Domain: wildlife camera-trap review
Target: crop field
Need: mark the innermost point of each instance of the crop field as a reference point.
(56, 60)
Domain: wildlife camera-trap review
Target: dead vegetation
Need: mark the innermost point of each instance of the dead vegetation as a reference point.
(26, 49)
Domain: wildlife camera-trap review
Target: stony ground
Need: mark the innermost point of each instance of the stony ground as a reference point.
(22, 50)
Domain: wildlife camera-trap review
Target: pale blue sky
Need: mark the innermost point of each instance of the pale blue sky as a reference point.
□ □ □ □ □
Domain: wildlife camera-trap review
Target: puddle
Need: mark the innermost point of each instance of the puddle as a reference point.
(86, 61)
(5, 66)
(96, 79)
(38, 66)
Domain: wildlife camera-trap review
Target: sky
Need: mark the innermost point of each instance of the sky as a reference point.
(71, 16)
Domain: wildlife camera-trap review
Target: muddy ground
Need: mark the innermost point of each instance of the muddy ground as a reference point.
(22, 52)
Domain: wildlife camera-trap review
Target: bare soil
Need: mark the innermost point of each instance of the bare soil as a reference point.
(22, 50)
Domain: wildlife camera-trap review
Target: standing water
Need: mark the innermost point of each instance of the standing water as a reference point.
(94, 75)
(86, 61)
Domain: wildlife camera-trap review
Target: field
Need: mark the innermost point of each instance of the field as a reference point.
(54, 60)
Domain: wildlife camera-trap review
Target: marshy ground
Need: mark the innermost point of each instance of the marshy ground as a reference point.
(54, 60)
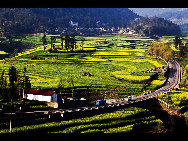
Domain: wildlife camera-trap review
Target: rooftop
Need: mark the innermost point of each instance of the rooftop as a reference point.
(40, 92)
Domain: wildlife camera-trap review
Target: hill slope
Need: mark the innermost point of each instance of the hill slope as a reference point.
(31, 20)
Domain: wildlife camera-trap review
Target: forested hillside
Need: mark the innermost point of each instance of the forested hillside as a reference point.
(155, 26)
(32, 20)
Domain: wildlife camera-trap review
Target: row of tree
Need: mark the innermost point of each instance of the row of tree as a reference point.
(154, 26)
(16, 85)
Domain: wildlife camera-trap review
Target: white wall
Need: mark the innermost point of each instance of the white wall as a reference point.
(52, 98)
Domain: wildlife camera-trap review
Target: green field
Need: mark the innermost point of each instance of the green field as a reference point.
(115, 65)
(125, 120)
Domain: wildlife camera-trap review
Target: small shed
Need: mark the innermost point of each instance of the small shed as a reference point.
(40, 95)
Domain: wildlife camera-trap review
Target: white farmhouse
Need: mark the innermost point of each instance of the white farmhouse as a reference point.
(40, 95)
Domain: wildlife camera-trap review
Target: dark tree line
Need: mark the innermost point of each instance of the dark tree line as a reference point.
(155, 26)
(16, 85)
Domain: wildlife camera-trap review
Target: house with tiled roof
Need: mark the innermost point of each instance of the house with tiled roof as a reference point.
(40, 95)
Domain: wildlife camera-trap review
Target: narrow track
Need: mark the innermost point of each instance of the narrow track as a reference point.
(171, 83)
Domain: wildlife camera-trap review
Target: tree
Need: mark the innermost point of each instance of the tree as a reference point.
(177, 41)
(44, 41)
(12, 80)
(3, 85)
□ □ □ □ □
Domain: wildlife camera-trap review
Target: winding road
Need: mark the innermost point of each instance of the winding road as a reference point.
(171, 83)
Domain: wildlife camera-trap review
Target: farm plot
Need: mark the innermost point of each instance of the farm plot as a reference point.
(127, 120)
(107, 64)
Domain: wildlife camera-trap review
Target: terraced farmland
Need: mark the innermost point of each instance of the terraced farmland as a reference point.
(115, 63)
□ □ □ □ □
ABOUT THIS TASK: Provide solely the number of lines in the listing that contain "blue".

ANSWER TO THE PROBLEM: 2